* **Data lines**:
-- Begin --
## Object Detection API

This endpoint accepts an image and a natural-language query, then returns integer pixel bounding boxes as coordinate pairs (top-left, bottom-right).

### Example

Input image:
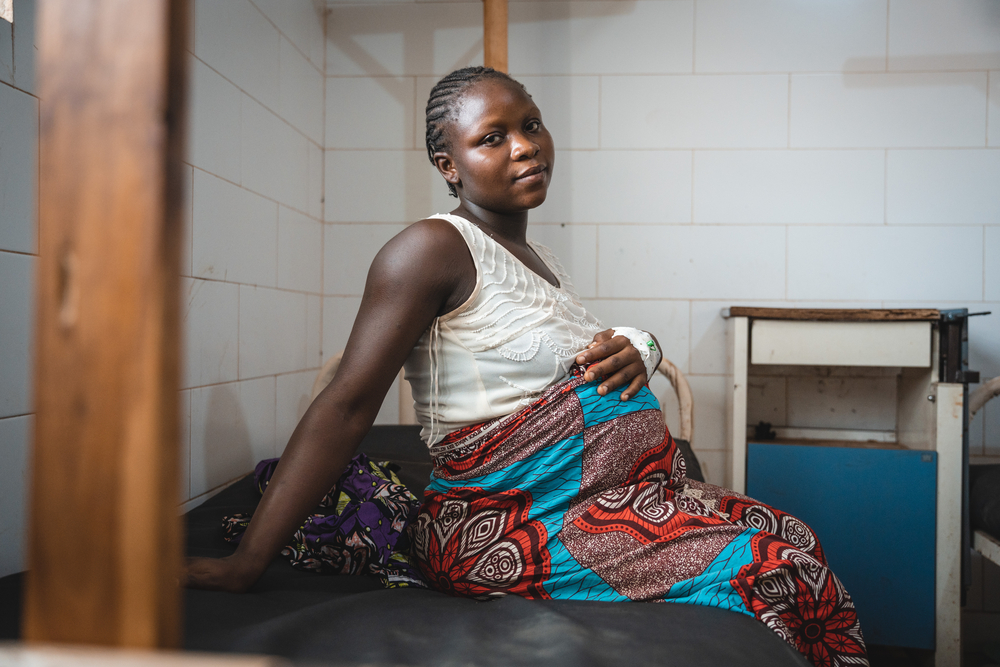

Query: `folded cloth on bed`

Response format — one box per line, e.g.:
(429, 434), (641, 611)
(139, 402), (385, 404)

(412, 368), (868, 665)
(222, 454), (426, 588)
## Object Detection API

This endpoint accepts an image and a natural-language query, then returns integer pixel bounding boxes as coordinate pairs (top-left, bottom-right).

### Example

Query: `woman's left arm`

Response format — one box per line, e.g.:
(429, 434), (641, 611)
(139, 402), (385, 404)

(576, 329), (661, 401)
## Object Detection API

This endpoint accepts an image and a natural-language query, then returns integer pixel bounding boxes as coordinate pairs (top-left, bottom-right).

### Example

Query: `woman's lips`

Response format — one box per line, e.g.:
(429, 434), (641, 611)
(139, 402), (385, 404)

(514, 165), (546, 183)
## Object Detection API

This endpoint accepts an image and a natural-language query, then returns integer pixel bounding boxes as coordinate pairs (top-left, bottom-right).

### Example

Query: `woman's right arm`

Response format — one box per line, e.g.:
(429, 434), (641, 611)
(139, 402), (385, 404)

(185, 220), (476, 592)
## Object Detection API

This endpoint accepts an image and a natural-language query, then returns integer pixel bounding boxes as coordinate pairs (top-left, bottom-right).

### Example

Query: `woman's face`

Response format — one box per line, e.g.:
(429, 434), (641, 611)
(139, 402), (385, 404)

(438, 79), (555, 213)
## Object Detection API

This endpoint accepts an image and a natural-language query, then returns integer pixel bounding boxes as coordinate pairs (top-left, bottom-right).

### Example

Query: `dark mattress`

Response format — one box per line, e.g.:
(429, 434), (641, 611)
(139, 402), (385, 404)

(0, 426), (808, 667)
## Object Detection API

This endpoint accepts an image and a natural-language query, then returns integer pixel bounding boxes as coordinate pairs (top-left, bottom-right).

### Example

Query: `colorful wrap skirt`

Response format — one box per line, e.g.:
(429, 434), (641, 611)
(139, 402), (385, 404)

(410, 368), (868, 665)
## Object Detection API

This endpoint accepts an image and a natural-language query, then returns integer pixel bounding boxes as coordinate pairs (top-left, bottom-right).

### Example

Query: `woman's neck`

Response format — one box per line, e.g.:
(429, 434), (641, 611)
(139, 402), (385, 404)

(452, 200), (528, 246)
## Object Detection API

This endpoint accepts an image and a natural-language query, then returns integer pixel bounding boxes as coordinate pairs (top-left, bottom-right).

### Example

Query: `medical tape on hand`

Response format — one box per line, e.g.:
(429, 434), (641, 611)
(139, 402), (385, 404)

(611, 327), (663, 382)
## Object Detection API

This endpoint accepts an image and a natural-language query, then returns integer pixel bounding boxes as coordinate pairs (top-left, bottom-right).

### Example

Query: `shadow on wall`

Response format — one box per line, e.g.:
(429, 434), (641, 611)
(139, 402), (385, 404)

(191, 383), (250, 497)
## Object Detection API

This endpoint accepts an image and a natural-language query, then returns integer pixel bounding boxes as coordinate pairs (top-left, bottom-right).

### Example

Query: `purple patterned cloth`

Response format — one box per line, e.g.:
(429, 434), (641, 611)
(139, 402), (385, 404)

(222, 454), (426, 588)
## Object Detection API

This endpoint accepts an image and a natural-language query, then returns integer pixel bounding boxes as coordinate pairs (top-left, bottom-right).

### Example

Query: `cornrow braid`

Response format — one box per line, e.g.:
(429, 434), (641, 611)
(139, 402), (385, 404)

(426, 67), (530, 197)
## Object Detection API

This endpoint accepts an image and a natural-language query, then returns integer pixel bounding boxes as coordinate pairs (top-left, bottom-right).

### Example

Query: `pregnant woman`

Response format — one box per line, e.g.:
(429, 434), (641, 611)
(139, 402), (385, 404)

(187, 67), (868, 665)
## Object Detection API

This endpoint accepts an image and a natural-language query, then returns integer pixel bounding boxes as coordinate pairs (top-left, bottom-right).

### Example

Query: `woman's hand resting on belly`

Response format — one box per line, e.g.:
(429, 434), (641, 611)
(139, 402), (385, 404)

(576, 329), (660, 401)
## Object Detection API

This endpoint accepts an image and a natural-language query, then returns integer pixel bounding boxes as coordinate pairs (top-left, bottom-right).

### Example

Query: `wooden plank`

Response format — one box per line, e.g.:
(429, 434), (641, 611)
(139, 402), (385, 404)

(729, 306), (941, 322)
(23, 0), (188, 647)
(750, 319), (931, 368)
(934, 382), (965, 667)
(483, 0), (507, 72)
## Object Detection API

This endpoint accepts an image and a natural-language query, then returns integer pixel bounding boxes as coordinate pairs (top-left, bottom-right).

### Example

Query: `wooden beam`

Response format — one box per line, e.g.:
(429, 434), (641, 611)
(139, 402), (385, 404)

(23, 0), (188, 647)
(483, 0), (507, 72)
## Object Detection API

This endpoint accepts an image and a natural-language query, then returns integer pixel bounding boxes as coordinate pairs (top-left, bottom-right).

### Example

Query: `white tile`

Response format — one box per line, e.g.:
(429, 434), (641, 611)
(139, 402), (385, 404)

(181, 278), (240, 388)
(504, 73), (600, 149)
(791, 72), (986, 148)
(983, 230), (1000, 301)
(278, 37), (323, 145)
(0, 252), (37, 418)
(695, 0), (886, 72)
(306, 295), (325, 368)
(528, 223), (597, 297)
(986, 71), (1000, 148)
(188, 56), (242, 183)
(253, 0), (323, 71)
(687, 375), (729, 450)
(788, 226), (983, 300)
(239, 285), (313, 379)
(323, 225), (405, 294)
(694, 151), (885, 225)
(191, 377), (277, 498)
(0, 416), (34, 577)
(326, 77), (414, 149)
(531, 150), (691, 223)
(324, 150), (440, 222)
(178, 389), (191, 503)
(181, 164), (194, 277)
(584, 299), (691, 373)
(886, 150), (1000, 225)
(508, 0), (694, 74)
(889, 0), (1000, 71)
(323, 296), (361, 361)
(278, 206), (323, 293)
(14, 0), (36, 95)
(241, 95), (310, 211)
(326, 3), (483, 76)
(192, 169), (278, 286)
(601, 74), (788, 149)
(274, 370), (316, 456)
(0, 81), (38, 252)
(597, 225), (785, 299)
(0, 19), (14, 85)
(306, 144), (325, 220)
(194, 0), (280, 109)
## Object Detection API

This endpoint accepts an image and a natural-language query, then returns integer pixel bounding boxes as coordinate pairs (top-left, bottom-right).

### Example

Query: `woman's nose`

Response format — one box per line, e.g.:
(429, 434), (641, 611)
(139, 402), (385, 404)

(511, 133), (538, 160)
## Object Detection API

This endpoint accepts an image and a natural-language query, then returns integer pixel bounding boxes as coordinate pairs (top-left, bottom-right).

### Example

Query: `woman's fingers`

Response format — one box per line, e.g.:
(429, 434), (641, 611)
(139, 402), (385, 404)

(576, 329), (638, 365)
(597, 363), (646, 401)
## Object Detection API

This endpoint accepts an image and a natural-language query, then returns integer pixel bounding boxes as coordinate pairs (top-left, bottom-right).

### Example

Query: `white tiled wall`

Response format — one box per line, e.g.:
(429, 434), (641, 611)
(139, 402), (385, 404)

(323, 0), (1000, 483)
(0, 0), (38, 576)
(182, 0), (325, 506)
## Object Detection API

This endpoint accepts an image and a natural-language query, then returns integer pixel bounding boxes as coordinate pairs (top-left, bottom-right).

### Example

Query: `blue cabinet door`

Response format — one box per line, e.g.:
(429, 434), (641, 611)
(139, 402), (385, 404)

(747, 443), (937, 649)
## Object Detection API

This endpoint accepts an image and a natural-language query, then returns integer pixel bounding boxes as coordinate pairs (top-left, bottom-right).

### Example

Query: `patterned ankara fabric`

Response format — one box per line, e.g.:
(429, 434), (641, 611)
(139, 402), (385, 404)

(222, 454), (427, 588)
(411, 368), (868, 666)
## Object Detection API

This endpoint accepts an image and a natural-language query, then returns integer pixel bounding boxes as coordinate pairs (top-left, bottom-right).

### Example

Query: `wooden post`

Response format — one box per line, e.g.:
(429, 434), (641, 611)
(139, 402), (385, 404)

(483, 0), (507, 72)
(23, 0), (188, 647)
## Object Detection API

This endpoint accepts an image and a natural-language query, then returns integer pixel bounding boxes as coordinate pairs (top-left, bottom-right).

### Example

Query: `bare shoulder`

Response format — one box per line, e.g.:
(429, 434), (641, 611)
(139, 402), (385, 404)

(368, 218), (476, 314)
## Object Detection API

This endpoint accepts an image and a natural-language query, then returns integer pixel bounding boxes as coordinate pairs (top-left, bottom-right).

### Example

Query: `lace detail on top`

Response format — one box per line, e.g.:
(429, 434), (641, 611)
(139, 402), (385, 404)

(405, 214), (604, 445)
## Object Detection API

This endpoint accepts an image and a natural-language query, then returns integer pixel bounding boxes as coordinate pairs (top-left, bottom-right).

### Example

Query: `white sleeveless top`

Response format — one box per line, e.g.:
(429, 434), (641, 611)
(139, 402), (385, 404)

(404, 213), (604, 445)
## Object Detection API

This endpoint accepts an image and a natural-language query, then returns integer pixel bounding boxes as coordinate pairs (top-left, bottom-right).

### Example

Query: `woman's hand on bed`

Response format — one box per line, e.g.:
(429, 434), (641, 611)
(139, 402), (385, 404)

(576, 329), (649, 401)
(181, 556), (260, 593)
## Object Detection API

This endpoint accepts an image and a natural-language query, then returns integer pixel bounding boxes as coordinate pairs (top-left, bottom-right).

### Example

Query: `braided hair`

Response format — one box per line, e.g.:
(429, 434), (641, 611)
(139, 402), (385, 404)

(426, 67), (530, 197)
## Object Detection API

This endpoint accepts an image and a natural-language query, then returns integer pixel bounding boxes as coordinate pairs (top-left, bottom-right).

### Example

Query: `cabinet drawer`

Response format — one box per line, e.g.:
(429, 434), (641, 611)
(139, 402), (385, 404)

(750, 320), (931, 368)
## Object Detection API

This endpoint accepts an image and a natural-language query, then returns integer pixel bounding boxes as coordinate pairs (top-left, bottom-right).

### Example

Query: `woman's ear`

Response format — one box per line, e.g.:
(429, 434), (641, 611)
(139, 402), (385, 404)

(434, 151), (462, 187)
-- End --
-- Begin --
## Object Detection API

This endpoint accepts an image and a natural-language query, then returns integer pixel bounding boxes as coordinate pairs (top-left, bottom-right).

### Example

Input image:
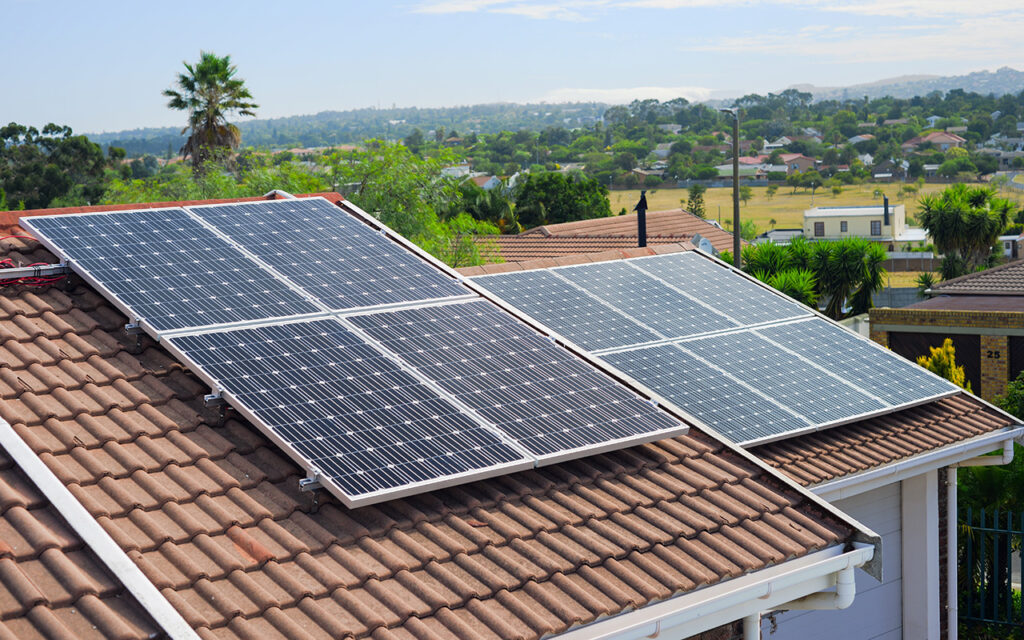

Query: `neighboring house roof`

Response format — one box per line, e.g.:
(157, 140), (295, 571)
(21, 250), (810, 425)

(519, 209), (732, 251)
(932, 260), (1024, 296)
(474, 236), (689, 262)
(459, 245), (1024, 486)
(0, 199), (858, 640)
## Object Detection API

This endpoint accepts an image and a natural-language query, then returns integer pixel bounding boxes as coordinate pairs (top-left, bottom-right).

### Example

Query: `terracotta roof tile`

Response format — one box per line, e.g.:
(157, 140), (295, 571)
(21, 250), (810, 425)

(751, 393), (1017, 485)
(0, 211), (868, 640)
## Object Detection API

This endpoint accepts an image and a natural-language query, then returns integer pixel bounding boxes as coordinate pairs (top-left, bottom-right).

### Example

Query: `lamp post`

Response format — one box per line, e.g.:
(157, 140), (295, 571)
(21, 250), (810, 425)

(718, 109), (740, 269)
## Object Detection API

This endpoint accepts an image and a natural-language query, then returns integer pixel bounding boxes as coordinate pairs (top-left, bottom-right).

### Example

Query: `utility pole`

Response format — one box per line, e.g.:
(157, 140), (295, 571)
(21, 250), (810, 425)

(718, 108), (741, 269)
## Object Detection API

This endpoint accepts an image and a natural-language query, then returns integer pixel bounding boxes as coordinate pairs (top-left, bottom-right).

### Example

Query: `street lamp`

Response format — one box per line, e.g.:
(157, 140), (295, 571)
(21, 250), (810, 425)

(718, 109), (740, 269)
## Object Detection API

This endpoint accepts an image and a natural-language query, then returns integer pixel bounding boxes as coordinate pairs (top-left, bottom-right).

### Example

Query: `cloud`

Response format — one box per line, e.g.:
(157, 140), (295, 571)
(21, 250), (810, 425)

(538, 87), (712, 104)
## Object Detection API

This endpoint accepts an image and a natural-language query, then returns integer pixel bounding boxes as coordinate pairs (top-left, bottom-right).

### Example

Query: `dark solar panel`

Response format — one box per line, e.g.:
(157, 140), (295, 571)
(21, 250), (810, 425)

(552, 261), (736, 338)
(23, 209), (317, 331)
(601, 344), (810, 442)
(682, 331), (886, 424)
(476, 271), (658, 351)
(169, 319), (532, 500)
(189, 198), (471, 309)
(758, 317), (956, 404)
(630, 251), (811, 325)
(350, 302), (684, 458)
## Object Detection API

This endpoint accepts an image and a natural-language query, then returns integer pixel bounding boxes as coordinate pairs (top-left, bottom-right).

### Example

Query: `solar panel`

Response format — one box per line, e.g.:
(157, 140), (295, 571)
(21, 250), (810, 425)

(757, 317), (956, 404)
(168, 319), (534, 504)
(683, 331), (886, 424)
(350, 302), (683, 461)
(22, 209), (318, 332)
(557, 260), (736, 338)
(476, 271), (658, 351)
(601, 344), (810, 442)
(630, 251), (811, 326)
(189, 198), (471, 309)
-- End --
* **Problem to solve**: Return each of the lines above in which the word "white" appears.

* **Exercise response**:
Query: `white tile`
Query: `white tiled wall`
Query: `white sleeveless top`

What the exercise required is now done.